■ What is expected: Copy exactly, and only, the lines from the line containing "Can you see the car" through the last line of the records below, both included.

Stored data entries
==============================

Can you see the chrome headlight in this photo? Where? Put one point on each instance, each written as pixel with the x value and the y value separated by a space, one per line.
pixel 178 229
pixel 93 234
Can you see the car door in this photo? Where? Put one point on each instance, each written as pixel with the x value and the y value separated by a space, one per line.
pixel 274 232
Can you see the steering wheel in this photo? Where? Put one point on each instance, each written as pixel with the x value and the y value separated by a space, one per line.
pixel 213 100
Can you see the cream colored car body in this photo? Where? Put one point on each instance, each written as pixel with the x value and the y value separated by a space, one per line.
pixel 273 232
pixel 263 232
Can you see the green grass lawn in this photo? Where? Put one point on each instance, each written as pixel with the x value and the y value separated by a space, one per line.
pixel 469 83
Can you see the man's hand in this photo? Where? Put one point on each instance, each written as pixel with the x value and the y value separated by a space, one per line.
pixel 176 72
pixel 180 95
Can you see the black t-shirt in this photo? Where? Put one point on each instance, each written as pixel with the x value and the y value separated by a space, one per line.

==============================

■ Answer for the task:
Can you see the car door in this photo? Where? Put one point on each instance, each written as pixel with the x value and the y value separated by a space, one per line.
pixel 274 232
Can you see the steering wheel in this photo? Where? Put one point on each instance, each written as pixel with the x value and the y value separated by a space, one per line.
pixel 213 100
Can you see the cream colored car body in this photo? Where? Put one point on each instance, each written as pixel with the x value and the y value separated by a space, one per line.
pixel 273 232
pixel 263 232
Can you see the green grass lawn in this photo? Where? Put one point on each instance, each written as pixel with the x value and the y value separated by a space, one per line.
pixel 469 83
Can you see the man's hand in this photo? Where? Put one point on each instance, each written as pixel with the x value and the y value separated by a space, one per line.
pixel 176 72
pixel 180 95
Can you see the black t-shirt in this photo? Where? Put one point on each instance, each written as pixel with the x value and the y value separated by a space, one per line.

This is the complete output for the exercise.